Given task: Return the listing word for word, as given.

:: Input data ::

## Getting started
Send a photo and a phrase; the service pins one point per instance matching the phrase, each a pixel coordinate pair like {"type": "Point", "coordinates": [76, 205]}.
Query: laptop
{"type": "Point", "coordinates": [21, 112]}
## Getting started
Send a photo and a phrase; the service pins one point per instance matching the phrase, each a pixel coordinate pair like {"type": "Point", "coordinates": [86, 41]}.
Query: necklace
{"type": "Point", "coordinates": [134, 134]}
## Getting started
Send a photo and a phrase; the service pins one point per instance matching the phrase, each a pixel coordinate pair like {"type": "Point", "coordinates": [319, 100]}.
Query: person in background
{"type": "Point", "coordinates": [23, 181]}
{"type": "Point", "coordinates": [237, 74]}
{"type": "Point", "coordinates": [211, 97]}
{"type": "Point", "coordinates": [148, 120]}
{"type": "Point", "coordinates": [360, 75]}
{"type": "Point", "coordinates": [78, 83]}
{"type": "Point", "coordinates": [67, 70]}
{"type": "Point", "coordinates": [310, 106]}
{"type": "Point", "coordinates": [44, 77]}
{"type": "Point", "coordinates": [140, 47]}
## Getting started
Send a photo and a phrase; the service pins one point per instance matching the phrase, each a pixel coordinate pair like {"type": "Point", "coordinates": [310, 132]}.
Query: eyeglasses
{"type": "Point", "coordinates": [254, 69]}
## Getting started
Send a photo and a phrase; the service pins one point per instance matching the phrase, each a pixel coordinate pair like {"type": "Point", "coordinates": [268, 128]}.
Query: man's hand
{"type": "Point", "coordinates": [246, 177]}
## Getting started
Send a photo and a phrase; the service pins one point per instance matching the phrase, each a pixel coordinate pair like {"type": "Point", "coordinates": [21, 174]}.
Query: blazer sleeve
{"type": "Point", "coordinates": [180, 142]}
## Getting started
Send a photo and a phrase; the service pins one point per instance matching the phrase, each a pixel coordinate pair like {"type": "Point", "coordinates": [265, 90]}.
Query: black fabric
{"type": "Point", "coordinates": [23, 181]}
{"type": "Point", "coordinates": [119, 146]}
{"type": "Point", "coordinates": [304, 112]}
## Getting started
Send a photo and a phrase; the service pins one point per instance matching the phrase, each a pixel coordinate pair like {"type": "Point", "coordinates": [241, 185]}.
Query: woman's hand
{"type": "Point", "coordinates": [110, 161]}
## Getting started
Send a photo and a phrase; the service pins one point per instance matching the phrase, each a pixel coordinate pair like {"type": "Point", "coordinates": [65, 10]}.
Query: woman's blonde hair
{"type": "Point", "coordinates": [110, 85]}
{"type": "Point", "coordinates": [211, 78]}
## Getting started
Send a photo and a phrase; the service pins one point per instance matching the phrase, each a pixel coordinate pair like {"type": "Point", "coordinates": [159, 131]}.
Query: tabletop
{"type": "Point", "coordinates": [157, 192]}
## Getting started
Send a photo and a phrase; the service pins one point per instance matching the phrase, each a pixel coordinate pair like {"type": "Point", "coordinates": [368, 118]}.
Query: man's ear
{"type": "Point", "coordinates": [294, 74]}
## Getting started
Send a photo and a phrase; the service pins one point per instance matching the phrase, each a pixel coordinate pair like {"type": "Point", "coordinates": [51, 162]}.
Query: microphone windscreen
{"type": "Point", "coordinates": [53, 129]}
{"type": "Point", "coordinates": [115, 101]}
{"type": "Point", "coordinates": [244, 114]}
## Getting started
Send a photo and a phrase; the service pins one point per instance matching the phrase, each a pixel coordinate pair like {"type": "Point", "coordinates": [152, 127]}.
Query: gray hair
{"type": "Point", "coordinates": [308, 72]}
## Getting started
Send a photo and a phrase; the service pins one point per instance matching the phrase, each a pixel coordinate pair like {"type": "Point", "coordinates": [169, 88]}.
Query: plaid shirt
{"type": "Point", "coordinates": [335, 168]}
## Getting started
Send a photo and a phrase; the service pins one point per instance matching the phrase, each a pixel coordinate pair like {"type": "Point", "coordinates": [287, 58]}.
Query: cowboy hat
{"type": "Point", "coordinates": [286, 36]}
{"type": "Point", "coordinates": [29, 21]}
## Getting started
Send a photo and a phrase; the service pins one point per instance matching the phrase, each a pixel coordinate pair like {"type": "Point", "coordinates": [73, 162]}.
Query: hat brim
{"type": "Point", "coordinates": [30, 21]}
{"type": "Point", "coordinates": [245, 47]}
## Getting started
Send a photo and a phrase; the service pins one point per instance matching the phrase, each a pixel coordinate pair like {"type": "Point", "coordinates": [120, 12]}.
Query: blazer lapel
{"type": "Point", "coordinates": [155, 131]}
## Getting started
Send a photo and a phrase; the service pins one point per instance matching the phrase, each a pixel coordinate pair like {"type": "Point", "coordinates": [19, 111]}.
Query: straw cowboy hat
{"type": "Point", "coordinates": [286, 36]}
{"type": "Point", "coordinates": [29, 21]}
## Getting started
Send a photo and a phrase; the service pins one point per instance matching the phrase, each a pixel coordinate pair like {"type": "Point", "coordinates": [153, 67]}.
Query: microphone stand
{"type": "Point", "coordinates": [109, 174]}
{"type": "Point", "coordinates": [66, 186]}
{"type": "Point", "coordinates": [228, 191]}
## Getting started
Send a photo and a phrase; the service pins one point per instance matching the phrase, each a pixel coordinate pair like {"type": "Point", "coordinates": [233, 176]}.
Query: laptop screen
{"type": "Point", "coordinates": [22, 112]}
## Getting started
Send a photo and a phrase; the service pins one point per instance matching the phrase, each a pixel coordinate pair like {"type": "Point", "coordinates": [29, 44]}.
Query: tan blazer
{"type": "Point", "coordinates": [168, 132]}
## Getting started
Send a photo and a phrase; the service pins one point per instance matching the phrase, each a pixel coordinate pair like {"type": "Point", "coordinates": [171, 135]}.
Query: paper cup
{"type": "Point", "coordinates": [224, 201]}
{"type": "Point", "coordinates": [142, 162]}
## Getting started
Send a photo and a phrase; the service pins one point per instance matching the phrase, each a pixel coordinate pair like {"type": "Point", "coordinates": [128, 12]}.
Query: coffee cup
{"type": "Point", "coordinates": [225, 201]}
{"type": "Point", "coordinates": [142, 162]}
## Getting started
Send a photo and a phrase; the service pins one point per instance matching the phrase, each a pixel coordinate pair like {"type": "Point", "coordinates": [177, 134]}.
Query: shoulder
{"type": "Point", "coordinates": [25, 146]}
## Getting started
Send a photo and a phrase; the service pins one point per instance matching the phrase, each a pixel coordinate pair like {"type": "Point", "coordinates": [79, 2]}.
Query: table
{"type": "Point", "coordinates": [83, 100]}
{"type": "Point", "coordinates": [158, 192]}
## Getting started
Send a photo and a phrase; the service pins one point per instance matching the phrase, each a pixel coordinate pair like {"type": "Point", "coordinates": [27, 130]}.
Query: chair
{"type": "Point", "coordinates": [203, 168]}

:::

Response to the task:
## Getting started
Send a photo and a phrase; the service pins one point per instance matching the phrase, each a pixel coordinate pair like {"type": "Point", "coordinates": [76, 205]}.
Query: laptop
{"type": "Point", "coordinates": [21, 112]}
## Getting started
Send a photo and a phrase; the service pins one point per instance matching the phrase, each a pixel coordinate pair like {"type": "Point", "coordinates": [86, 41]}.
Query: necklace
{"type": "Point", "coordinates": [134, 134]}
## Getting started
Send a photo and a phrase; the service pins one point per instance matching the phrase, each a pixel coordinate pair like {"type": "Point", "coordinates": [319, 100]}.
Query: person in background
{"type": "Point", "coordinates": [23, 181]}
{"type": "Point", "coordinates": [237, 74]}
{"type": "Point", "coordinates": [211, 97]}
{"type": "Point", "coordinates": [148, 120]}
{"type": "Point", "coordinates": [360, 75]}
{"type": "Point", "coordinates": [78, 83]}
{"type": "Point", "coordinates": [67, 70]}
{"type": "Point", "coordinates": [310, 106]}
{"type": "Point", "coordinates": [44, 77]}
{"type": "Point", "coordinates": [140, 47]}
## Getting started
Send a photo and a phrase; the service pins one point per instance matching the phrase, each a pixel coordinate pair like {"type": "Point", "coordinates": [310, 132]}.
Query: eyeglasses
{"type": "Point", "coordinates": [254, 69]}
## Getting started
Send a photo and a phrase; the service pins one point per instance matching the phrase, each a pixel coordinate pair like {"type": "Point", "coordinates": [268, 128]}.
Query: man's hand
{"type": "Point", "coordinates": [246, 177]}
## Getting started
Send a photo and a phrase; the service pins one point per instance matching the phrase, each a pixel coordinate pair like {"type": "Point", "coordinates": [21, 174]}.
Query: blazer sleeve
{"type": "Point", "coordinates": [180, 142]}
## Getting started
Send a photo and a phrase; the service pins one point per instance matching the phrase, each a pixel coordinate pair like {"type": "Point", "coordinates": [265, 90]}.
Query: black fabric
{"type": "Point", "coordinates": [23, 181]}
{"type": "Point", "coordinates": [119, 146]}
{"type": "Point", "coordinates": [304, 112]}
## Getting started
Send a photo and a phrase; the service pins one point per instance matching the phrase, each a pixel coordinate pair like {"type": "Point", "coordinates": [241, 185]}.
Query: woman's hand
{"type": "Point", "coordinates": [110, 161]}
## Getting started
Send a photo and a phrase; the service pins one point per instance matching the phrase, each a pixel coordinate pair like {"type": "Point", "coordinates": [65, 10]}.
Query: woman's blonde hair
{"type": "Point", "coordinates": [110, 85]}
{"type": "Point", "coordinates": [211, 78]}
## Getting started
Send a photo and a phrase; the service pins one point per instance matching the phrase, each a pixel coordinate pair like {"type": "Point", "coordinates": [159, 131]}.
Query: tabletop
{"type": "Point", "coordinates": [157, 192]}
## Getting started
Send a photo and a phrase; the service pins one point per instance matching the phrase, each a pixel coordinate pair like {"type": "Point", "coordinates": [368, 118]}.
Query: man's ear
{"type": "Point", "coordinates": [294, 74]}
## Getting started
Send a photo and a phrase; the service pins one point per instance matching the phrase, each a pixel coordinate pair like {"type": "Point", "coordinates": [51, 162]}.
Query: microphone windscreen
{"type": "Point", "coordinates": [53, 129]}
{"type": "Point", "coordinates": [115, 101]}
{"type": "Point", "coordinates": [244, 114]}
## Getting started
Send a photo and a phrase; the service pins one point per instance matching the phrase, each a pixel coordinate pair like {"type": "Point", "coordinates": [152, 127]}.
Query: gray hair
{"type": "Point", "coordinates": [308, 72]}
## Getting started
Send a photo and a phrase; the service pins one point per instance matching the phrase, each a pixel coordinate pair like {"type": "Point", "coordinates": [169, 88]}.
Query: plaid shirt
{"type": "Point", "coordinates": [335, 168]}
## Getting started
Send a photo and a phrase; the service pins one point per instance matching the phrase, each a pixel coordinate pair like {"type": "Point", "coordinates": [287, 58]}.
Query: cowboy hat
{"type": "Point", "coordinates": [286, 36]}
{"type": "Point", "coordinates": [29, 21]}
## Getting started
Send a photo and a phrase; the service pins one point per instance matching the phrase, each a pixel coordinate pair like {"type": "Point", "coordinates": [73, 162]}.
Query: hat brim
{"type": "Point", "coordinates": [30, 21]}
{"type": "Point", "coordinates": [245, 47]}
## Getting started
Send a photo and a phrase; the service pins one point per instance matching the phrase, each a pixel coordinate pair like {"type": "Point", "coordinates": [120, 12]}.
Query: blazer lapel
{"type": "Point", "coordinates": [155, 131]}
## Getting started
Send a photo and a phrase; the service pins one point per instance matching the phrase, each a pixel coordinate pair like {"type": "Point", "coordinates": [19, 111]}.
Query: straw cowboy hat
{"type": "Point", "coordinates": [286, 36]}
{"type": "Point", "coordinates": [29, 21]}
## Getting started
Send a photo and a phrase; the service pins one point per instance matching the phrase, each a pixel coordinate pair like {"type": "Point", "coordinates": [153, 67]}.
Query: microphone stand
{"type": "Point", "coordinates": [109, 174]}
{"type": "Point", "coordinates": [66, 186]}
{"type": "Point", "coordinates": [228, 191]}
## Getting started
Send a photo and a phrase; the service pins one point per instance matching the phrase, each a pixel coordinate pair like {"type": "Point", "coordinates": [233, 176]}.
Query: laptop screen
{"type": "Point", "coordinates": [22, 112]}
## Getting started
Send a photo and a phrase; the service pins one point per instance matching the phrase, each a pixel coordinate pair like {"type": "Point", "coordinates": [29, 44]}.
Query: tan blazer
{"type": "Point", "coordinates": [168, 132]}
## Getting started
Send a photo and a phrase; the service pins one point per instance matching the phrase, each a pixel coordinate pair like {"type": "Point", "coordinates": [171, 135]}.
Query: paper cup
{"type": "Point", "coordinates": [224, 201]}
{"type": "Point", "coordinates": [142, 162]}
## Getting started
Send a photo and a phrase; the service pins one point per instance matching the phrase, each a pixel coordinate pair like {"type": "Point", "coordinates": [128, 12]}.
Query: coffee cup
{"type": "Point", "coordinates": [225, 201]}
{"type": "Point", "coordinates": [142, 162]}
## Getting started
Send a photo and a phrase; the service pins one point per instance matching the phrase, each a pixel coordinate pair like {"type": "Point", "coordinates": [177, 134]}.
Query: shoulder
{"type": "Point", "coordinates": [25, 146]}
## Getting started
Send a photo and a phrase; the service pins one point per instance matching the phrase, each a pixel coordinate pair like {"type": "Point", "coordinates": [79, 2]}.
Query: table
{"type": "Point", "coordinates": [83, 100]}
{"type": "Point", "coordinates": [158, 192]}
## Getting started
Send a photo and a phrase; the service pins one point per instance matching the phrase, each a pixel coordinate pair like {"type": "Point", "coordinates": [27, 130]}.
Query: chair
{"type": "Point", "coordinates": [203, 168]}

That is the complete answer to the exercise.